§ **INSTRUÇÕES**
a) Responda com base no texto sobre o novo livro de José Augusto Bezerra:
(i) Onde o livro será lançado?
(ii) O que aparece no fim do livro?
(iii) A quantos tópicos o autor chegou na seleção dos documentos?
b) Devolva, sem nenhuma alteração, o trecho do texto sobre o novo livro de José Augusto Bezerra que começa em "A ser lançado hoje, novo" e segue até "público em geral.".

§ **TRECHO DO DOCUMENTO**
▶
A ser lançado hoje, novo livro do bibliófilo cearense José Augusto Bezerra reúne manuscritos raros relacionados à história do Brasil
Sem registros, não há história. A preservação da memória de um povo depende da documentação dos seus inúmeros aspectos de vida, hoje possível de se realizar em formatos tão diversos quanto vídeo, fotografia, gravação de áudio e, claro, a boa e velha escrita.
Durante séculos, porém, os registros escritos foram a única opção para fixar a trajetória das sociedades - primeiro redigidos à mão; depois, com a ajuda da prensa tipográfica de Gutenberg (antecedida pelos tipos móveis rudimentares inventados pelos chineses). Quando resistem ao tempo, tais documentos tornam-se praticamente uma ligação direta com o passado, aspecto que lhes confere certo fascínio, não apenas por parte de historiadores e profissionais da área, mas do público em geral.
No caso dos manuscritos, o fetiche é ainda mais pulsante. Pois o que está no papel não é apenas a tinta, as manchas ou a atmosfera da ocasião, mas a caligrafia de quem o redigiu, com todo o apelo do chamado "próprio punho" embutido.
Certamente, esse fascínio foi um dos motivos que levou o escritor e bibliófilo José Augusto Bezerra a adquirir o primeiro manuscrito de sua coleção, atualmente com cerca de dois mil e quinhentos itens - uma das mais vastas do País. Parte desse acervo foi reunida no livro "Uma história do Brasil em manuscritos", a ser lançado hoje, na biblioteca da Universidade de Fortaleza. A apresentação será da escritora Ana Miranda.
Editada pelo Instituto do Ceará - Histórico, Geográfico e Antropológico, do qual Bezerra é presidente, com o apoio do Banco do Nordeste e da Unifor, a obra revela-se uma importante contribuição historiográfica para o Brasil, não apenas devido à raridade dos documentos reproduzidos, mas pelo trabalho de contextualização dos mesmos. Além de uma pequena descrição, cada manuscrito é acompanhado de breve texto sobre o tema ao qual está relacionado. No fim do livro, há ainda a transcrição de todos eles. Alguns são enriquecidos com fotografias, gravuras, impressos, imagens de medalhas, moedas e outros itens da biblioteca do autor
"É quase uma mini-história por página. Foi um trabalho de síntese muito grande e desafiador, pois tivemos que resumir tudo o que precisava ser dito sobre cada tópico em espaço reduzido", conta Bezerra. "Além da responsabilidade em garantir que, entre milhares de informações, nada saísse errado, pois a obra servirá de referência para pesquisadores".
A seleção dos documentos foi elaborada dentro de uma perspectiva cronológica, a partir de fatos culminantes ou personagens de destaque da história nacional, no período da descoberta do País (1500) até a queda do Império, em 1889. No fim, o autor chegou ao número de 50 tópicos - a lista inclui desde Américo Vespúcio e Pedro Álvares Cabral, passando por índios, a Corte Portuguesa, a primeira Constituição Brasileira, a Guerra do Paraguai, a escravidão até o exílio da Família Imperial.
◀
§ **Entradas de um conjunto de anotações por pontos**
▶
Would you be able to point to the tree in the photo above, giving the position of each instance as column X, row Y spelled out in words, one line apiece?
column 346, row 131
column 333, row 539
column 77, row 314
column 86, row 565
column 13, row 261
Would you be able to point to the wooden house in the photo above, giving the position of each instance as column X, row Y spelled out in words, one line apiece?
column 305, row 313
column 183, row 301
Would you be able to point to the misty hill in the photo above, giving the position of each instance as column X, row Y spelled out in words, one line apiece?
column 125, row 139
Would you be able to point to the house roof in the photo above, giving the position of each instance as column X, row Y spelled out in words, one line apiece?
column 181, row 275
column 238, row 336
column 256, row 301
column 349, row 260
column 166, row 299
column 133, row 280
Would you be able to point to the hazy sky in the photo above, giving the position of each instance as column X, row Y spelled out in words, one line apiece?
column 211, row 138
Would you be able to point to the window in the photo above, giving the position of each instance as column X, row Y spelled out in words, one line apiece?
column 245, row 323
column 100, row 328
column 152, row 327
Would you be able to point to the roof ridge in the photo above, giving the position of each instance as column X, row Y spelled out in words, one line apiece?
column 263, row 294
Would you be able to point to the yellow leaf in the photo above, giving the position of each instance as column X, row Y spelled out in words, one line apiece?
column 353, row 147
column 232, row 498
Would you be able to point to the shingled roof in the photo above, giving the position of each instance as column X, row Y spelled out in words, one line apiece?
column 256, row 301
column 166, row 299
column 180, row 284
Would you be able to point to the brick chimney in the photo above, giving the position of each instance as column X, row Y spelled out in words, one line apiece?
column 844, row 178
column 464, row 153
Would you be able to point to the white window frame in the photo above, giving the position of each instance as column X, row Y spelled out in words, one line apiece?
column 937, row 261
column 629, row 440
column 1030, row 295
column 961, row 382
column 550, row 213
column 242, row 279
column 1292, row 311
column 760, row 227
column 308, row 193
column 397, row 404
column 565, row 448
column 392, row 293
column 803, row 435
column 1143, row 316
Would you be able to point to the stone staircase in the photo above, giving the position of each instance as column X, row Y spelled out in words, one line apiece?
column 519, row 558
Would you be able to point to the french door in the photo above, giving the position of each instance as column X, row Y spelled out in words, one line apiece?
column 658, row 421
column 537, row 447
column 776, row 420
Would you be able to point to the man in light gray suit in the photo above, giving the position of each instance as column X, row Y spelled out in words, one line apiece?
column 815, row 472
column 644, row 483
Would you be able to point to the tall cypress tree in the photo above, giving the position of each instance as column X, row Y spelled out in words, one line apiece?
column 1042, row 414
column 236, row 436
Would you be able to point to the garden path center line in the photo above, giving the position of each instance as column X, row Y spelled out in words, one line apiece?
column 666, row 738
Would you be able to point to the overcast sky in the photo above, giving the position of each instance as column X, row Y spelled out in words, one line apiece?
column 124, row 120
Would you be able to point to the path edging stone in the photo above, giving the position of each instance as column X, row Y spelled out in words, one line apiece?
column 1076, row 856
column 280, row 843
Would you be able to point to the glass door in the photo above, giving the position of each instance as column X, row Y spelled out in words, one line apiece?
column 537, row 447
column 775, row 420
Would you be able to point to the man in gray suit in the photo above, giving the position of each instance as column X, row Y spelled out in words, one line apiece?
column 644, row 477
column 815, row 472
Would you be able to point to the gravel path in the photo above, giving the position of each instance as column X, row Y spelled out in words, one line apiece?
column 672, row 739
◀
§ **RESULTADOS POR TAREFA**
a)
(i) Na biblioteca da Universidade de Fortaleza.
(ii) A transcrição de todos os manuscritos.
(iii) A 50 tópicos.

b)
A ser lançado hoje, novo livro do bibliófilo cearense José Augusto Bezerra reúne manuscritos raros relacionados à história do Brasil
Sem registros, não há história. A preservação da memória de um povo depende da documentação dos seus inúmeros aspectos de vida, hoje possível de se realizar em formatos tão diversos quanto vídeo, fotografia, gravação de áudio e, claro, a boa e velha escrita.
Durante séculos, porém, os registros escritos foram a única opção para fixar a trajetória das sociedades - primeiro redigidos à mão; depois, com a ajuda da prensa tipográfica de Gutenberg (antecedida pelos tipos móveis rudimentares inventados pelos chineses). Quando resistem ao tempo, tais documentos tornam-se praticamente uma ligação direta com o passado, aspecto que lhes confere certo fascínio, não apenas por parte de historiadores e profissionais da área, mas do público em geral.